| TEXT SEGMENT |
## BEGIN

The Romance of Fermented Cabbage

My sweetie is a fermentation enthusiast. He’s been making fermented sauerkraut in a one-gallon glass jar for almost a year now, and we eat it faster than he can make the next batch. If your jury is out on sauerkraut, let me tell you that my dog is crazy about it. And if her sophisticated palate isn’t enough to convince you, it’s also loaded with vitamin C and iron, it’s salty and crunchy and fulfills the craving for potato chips for a mere 28 calories a cup, and it’s chock full of beneficial little gut bugs that make digestive systems happy. If your jury is still out, there’s a wealth of information, recipes, and techniques on the Cultures for Health website.

Although we’ve been successfully making kraut in our gallon jar, covered with a paper towel, we’d really like to make more at a time. We also recently learned that you’re supposed to seal it off from air, but allow CO2 to escape. This is supposed to prevent the white “bloom” that has been happening more and more on our kraut.

## END

| WRITTEN INSTRUCTION A |
Offset the bounding box coordinates by 74 in the rows from the start of the rows through the line containing "[282,394,325,408]", adding 74 to every number. Reproduce those lines with their requests, and leave out the pictures.
The sauerkraut text and the rows have no connection to each other.

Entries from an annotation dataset
## BEGIN

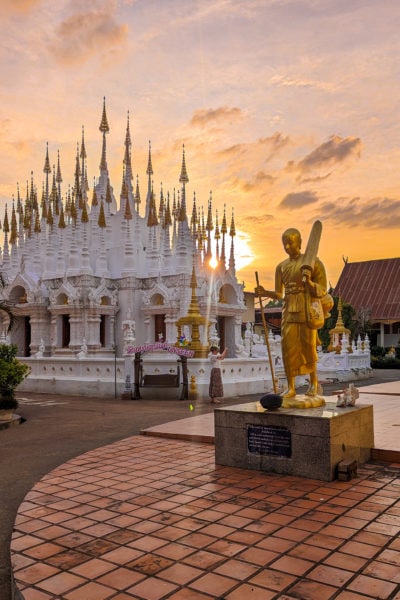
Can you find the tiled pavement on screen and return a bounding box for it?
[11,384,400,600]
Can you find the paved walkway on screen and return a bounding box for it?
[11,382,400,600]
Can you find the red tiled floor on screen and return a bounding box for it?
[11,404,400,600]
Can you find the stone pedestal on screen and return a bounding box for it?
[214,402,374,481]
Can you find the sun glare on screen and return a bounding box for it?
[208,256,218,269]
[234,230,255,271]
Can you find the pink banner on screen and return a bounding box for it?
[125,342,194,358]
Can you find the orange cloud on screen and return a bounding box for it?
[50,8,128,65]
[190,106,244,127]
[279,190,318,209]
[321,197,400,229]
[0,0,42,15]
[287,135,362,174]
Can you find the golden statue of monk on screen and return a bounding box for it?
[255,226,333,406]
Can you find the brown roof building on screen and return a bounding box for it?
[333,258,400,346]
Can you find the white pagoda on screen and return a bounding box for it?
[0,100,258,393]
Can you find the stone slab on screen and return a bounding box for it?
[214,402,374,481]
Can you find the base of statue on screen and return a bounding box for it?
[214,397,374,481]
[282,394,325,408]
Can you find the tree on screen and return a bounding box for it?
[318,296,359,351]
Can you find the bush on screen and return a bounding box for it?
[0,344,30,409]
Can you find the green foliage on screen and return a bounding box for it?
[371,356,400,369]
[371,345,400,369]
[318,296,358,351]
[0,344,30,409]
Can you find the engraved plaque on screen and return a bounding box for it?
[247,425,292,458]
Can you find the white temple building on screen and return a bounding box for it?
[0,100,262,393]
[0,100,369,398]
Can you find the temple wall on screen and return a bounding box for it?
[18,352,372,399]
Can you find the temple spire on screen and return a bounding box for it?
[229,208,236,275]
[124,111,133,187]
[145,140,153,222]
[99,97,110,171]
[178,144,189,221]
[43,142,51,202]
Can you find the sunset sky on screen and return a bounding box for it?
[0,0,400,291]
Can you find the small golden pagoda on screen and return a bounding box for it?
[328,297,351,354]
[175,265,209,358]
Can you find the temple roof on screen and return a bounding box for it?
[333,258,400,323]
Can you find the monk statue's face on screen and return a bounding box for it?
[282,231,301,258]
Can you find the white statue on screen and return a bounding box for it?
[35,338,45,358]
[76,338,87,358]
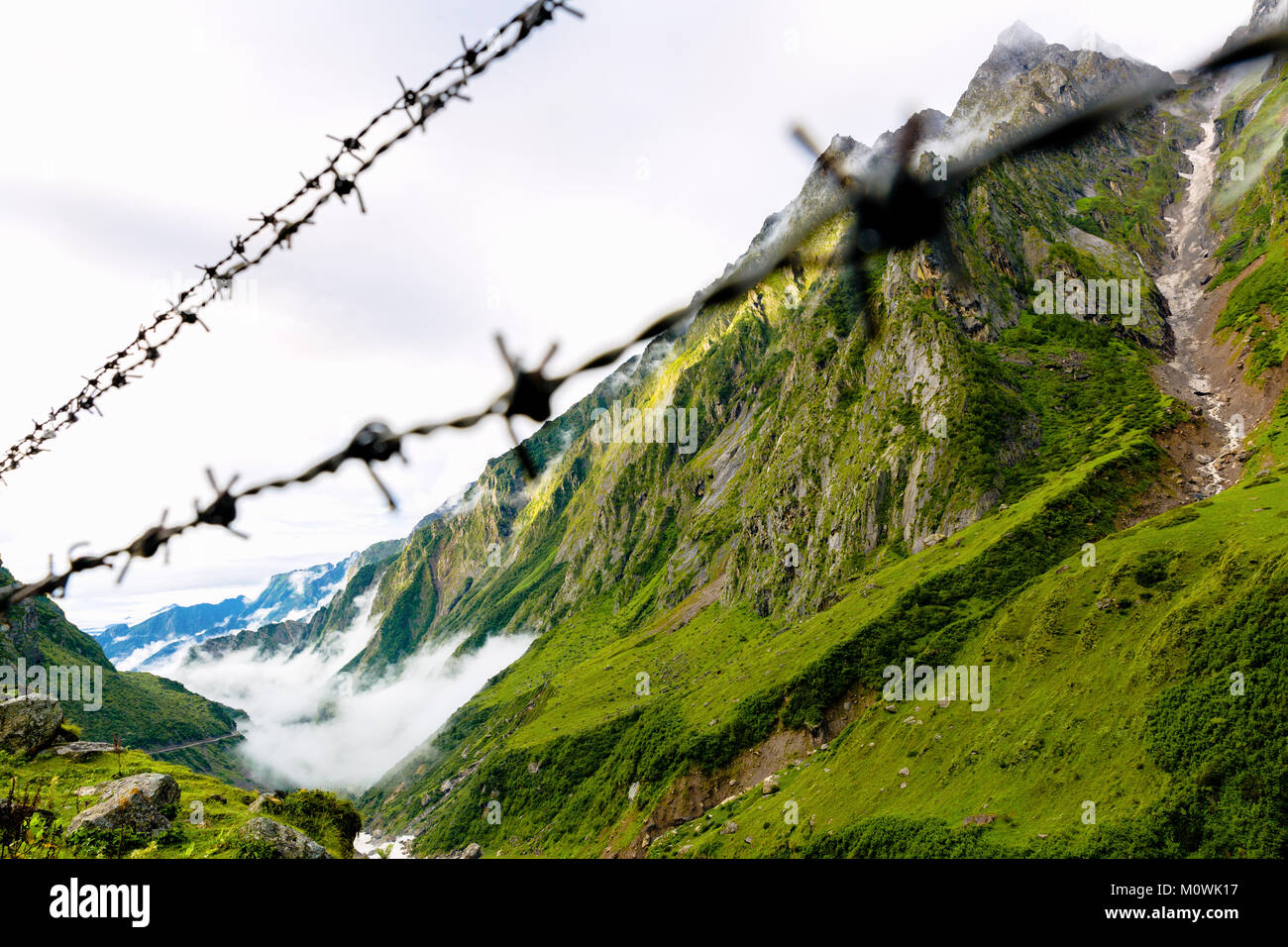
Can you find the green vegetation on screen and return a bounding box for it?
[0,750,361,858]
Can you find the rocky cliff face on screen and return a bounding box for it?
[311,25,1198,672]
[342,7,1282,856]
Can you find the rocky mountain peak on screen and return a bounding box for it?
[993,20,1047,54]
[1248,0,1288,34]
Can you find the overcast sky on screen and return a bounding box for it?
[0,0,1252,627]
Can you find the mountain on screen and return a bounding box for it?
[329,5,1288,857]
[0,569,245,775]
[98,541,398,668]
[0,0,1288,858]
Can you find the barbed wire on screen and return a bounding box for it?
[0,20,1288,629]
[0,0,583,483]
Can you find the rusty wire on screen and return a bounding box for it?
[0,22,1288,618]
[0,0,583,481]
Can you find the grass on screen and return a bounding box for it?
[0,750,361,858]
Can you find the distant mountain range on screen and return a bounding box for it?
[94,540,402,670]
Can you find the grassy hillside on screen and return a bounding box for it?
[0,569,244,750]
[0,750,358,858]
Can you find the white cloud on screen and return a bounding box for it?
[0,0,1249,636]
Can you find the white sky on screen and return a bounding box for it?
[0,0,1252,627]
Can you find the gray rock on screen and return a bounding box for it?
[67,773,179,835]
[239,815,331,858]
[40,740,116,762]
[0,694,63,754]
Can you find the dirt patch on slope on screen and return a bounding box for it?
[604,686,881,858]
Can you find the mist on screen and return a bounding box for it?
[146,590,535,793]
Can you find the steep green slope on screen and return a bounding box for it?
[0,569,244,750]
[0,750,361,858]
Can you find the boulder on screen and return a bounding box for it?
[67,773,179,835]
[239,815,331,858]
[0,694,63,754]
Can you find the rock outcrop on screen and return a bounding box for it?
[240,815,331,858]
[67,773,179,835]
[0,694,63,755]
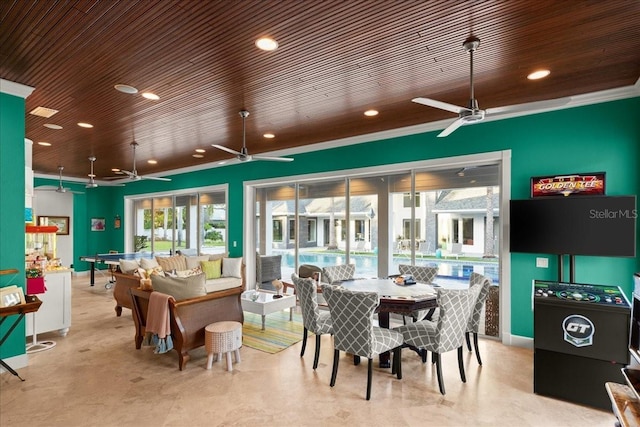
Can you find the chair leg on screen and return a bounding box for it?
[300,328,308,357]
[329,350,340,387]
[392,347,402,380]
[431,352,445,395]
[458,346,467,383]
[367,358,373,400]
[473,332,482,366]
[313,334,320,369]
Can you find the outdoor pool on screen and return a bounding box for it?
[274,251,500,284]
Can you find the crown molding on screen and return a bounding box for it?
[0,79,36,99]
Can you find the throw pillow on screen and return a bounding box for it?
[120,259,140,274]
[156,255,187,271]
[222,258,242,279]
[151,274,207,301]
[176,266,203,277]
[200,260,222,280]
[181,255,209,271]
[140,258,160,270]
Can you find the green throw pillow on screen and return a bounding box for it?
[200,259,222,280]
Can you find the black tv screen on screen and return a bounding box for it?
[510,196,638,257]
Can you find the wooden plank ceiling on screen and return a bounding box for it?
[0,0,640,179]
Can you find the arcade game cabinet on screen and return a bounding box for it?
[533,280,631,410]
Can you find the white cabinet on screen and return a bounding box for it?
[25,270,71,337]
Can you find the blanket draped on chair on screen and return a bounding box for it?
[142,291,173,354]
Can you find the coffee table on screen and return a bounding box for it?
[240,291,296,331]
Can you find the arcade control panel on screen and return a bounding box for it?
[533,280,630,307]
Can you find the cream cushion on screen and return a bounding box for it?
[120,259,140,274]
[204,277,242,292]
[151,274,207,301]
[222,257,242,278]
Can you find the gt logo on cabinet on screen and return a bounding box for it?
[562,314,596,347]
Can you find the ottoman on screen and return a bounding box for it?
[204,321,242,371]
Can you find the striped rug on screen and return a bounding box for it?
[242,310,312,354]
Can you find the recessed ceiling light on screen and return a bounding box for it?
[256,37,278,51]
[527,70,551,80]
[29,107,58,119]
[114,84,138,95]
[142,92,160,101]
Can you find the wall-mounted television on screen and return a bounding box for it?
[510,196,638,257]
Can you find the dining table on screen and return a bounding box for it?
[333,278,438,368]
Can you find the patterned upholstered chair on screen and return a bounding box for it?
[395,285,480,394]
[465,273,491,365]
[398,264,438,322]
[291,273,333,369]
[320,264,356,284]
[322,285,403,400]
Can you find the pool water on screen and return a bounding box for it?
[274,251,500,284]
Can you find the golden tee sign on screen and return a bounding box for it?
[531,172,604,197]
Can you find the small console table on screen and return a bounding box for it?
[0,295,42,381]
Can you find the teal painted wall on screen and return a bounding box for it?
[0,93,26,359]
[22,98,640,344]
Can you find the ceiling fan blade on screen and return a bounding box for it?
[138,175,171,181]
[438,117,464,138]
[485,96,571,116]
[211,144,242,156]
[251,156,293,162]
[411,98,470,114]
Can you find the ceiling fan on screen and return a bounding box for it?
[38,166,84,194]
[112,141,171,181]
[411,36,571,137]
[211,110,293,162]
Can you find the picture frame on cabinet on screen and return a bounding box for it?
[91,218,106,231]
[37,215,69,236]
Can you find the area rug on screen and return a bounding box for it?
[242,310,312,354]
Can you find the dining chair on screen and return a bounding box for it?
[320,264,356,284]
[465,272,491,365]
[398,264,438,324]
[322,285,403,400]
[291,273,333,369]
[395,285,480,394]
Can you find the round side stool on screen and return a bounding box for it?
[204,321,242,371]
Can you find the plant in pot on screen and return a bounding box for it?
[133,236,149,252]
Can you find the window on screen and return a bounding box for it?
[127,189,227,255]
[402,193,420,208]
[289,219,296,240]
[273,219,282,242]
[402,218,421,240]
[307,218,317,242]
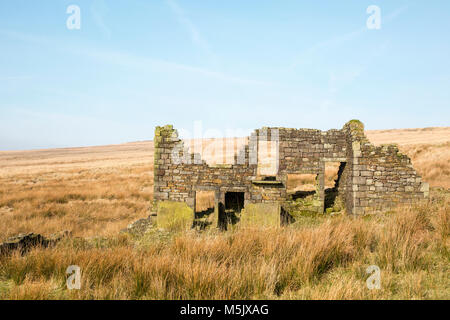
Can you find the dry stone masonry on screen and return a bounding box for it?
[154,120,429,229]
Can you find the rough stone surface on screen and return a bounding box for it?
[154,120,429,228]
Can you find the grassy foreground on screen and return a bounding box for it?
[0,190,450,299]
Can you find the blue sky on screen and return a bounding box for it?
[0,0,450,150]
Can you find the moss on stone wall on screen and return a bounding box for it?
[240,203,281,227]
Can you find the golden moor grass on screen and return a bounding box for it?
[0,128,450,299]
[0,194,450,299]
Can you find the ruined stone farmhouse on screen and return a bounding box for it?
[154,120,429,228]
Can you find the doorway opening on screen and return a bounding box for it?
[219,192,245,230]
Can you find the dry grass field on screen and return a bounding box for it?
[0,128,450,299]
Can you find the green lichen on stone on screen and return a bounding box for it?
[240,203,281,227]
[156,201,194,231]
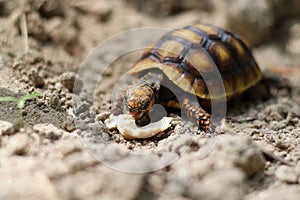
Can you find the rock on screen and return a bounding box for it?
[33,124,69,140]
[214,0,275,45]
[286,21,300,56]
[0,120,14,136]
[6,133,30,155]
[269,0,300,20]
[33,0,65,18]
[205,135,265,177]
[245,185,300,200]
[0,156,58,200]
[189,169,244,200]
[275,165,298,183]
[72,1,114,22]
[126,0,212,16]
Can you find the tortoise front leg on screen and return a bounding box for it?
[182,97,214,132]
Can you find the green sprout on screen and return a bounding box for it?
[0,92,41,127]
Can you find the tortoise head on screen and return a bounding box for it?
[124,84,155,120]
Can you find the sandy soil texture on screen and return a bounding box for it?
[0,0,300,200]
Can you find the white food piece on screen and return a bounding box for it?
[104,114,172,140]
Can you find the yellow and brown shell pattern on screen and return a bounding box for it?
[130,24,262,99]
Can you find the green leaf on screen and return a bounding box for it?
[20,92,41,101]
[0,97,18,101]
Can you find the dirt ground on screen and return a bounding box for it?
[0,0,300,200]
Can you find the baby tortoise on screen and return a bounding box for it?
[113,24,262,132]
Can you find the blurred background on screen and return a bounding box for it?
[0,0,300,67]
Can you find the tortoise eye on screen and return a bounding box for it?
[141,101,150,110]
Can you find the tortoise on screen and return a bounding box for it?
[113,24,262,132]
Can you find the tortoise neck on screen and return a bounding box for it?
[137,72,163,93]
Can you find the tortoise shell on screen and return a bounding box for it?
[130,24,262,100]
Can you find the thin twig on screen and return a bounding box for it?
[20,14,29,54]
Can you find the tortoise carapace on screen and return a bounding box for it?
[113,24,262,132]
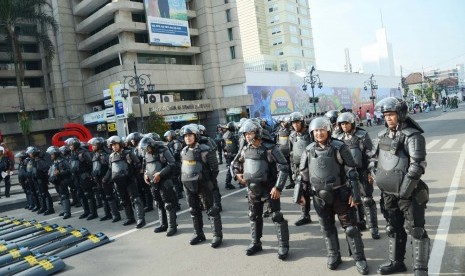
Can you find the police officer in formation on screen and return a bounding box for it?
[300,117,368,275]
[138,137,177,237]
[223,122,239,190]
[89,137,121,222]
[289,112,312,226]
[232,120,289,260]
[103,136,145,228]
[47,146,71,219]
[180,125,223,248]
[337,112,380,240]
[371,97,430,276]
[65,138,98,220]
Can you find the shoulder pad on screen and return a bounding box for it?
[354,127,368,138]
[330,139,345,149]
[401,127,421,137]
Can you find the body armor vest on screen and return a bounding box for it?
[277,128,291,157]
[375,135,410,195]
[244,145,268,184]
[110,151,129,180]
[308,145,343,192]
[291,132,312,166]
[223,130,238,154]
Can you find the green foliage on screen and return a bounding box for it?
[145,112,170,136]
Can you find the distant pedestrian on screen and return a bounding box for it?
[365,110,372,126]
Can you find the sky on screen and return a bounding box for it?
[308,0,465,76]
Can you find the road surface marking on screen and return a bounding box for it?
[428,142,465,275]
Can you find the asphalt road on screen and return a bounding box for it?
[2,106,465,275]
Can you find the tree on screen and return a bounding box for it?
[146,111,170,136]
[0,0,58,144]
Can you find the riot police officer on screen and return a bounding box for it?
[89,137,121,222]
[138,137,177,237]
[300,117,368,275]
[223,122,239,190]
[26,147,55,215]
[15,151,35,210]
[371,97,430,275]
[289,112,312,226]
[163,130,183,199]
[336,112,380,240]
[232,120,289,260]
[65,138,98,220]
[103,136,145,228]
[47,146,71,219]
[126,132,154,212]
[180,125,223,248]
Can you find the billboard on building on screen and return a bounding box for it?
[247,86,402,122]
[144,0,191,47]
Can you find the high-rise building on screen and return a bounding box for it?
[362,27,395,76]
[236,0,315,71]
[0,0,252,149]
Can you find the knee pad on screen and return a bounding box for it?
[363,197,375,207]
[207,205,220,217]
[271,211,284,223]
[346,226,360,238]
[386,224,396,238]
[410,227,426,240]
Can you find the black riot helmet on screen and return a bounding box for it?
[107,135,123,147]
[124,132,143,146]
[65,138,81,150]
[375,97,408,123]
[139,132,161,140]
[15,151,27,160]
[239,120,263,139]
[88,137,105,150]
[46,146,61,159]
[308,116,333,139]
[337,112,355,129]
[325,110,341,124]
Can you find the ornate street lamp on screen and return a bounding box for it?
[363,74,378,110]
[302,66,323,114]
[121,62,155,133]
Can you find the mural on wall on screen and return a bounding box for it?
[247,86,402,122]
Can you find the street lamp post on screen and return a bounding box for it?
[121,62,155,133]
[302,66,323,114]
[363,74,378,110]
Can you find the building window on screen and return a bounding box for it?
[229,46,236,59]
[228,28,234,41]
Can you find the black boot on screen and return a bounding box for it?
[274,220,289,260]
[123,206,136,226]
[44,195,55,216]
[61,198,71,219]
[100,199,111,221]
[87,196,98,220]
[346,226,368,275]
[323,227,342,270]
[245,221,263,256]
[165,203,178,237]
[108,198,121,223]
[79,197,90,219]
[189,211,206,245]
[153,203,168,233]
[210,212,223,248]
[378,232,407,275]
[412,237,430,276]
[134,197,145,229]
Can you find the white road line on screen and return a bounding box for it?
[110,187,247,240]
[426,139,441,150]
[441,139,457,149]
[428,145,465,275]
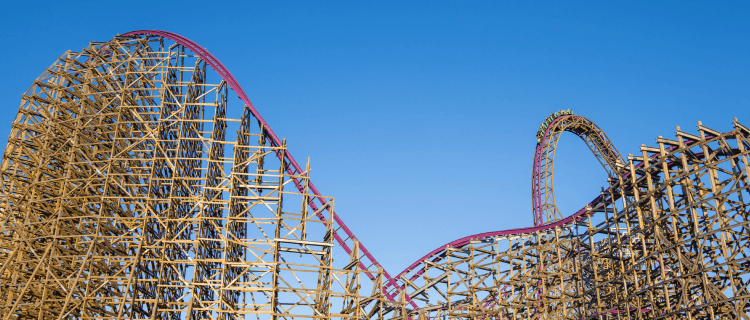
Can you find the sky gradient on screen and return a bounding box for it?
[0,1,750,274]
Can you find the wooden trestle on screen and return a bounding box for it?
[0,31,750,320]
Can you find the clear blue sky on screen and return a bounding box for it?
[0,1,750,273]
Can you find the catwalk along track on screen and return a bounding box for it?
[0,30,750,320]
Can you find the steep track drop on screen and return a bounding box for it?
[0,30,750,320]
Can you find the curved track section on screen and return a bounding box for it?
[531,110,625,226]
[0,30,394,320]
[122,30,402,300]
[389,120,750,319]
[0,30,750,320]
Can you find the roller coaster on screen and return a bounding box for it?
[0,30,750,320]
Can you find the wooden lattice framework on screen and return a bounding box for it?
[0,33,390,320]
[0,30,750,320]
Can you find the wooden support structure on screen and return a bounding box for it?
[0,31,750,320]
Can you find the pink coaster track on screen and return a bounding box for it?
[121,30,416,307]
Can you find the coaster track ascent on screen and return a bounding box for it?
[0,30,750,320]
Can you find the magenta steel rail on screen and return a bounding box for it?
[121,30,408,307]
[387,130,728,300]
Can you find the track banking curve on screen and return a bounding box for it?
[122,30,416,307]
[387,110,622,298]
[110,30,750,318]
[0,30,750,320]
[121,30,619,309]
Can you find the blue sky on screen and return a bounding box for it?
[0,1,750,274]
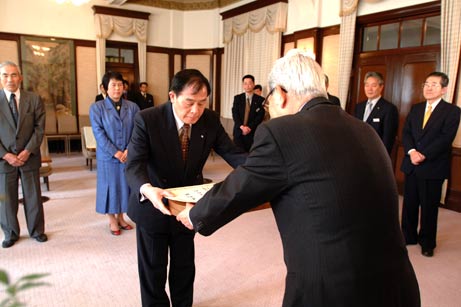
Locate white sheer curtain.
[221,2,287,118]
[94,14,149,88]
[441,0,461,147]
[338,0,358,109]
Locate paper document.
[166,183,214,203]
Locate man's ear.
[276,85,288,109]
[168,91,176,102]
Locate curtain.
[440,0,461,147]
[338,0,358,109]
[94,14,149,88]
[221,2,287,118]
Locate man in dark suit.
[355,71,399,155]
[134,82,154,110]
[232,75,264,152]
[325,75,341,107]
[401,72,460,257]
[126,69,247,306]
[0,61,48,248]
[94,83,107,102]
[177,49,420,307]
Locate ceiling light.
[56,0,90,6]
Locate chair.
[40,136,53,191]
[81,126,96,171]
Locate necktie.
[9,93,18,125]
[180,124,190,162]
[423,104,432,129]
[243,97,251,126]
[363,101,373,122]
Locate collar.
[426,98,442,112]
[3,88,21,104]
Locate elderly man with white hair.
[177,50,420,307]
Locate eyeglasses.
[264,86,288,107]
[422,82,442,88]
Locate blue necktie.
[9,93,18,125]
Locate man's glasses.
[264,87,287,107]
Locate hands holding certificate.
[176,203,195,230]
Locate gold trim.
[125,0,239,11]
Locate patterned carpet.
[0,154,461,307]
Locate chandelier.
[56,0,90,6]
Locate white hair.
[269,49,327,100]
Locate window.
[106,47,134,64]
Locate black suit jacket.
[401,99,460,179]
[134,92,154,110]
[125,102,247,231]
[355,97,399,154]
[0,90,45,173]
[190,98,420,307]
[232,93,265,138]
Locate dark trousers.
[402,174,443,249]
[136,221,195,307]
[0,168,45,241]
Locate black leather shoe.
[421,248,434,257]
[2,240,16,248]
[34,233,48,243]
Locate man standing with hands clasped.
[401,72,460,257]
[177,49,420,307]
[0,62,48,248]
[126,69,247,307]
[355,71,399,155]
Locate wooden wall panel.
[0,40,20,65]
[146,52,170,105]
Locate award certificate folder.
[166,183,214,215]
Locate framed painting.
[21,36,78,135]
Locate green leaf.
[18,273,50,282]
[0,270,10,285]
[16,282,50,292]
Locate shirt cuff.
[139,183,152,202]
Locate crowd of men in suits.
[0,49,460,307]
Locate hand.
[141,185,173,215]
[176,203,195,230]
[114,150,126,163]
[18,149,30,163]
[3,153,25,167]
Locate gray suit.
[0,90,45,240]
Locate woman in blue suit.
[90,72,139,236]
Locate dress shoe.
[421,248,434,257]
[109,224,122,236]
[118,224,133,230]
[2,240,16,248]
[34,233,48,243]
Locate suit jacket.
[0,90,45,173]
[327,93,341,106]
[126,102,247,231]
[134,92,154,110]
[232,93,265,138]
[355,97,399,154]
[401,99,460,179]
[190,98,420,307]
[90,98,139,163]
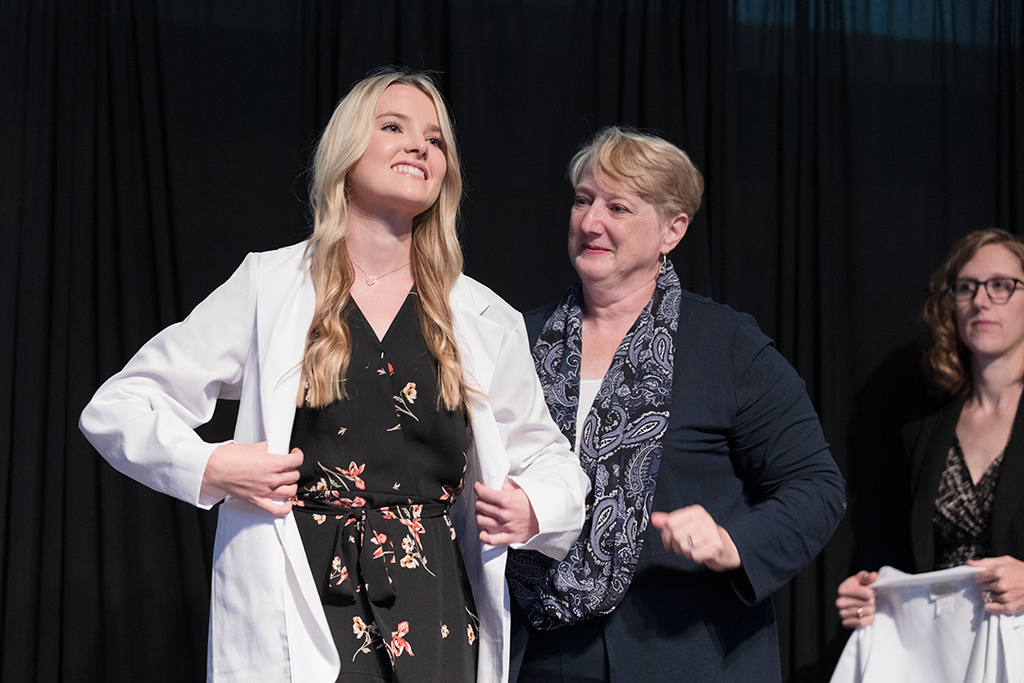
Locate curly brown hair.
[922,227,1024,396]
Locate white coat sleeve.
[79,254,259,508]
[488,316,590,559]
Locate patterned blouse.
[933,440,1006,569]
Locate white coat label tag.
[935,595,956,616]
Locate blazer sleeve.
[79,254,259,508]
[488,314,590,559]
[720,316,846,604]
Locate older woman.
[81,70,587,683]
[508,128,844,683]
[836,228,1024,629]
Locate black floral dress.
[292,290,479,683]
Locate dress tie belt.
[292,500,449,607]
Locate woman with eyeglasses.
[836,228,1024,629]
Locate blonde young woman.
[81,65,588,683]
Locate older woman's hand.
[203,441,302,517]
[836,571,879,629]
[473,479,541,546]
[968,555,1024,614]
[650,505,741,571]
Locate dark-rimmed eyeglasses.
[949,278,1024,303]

## END

| WRITTEN INSTRUCTION B |
In the sauerkraut text, what reason is given for sealing the kraut off from air while letting CO2 escape?

| FULL RESPONSE A |
Can you find the tiled pavement on screen and return a bounding box for it?
[85,458,474,674]
Can you find the paved walkway on screen and return a bounding box for it?
[85,456,474,674]
Can you find the red tiled floor on screen and return a bounding box for it?
[85,478,474,674]
Can you find the stone pedestal on screen and return a bounding box for it?
[288,476,448,555]
Can you find the sun glare on screen and return a bounding box for it?
[282,330,292,343]
[308,304,329,345]
Can you find the pink banner on screen and return a bounding box for it?
[199,416,268,432]
Can you find the orange cloud on screen and return a bounding box for it?
[124,82,202,139]
[264,180,318,201]
[353,264,392,283]
[395,271,474,303]
[74,74,116,89]
[361,209,436,248]
Can you find the golden statue of monk on screen and return a bounding box for it?
[329,300,407,480]
Can you find the brown roof building on screen and return a bounding box for it?
[407,332,474,420]
Can you find the white pagoda on screen and return a bounding box for it?
[74,174,332,467]
Can you find the stone slab on screen and return a bounding box for it?
[288,476,448,555]
Can you find the base of statue on screen and return a bounding box for it?
[288,471,448,555]
[356,468,399,482]

| FULL RESPONSE B |
This is supposed to prevent the white "bloom" that has been appearing more and more on their kraut.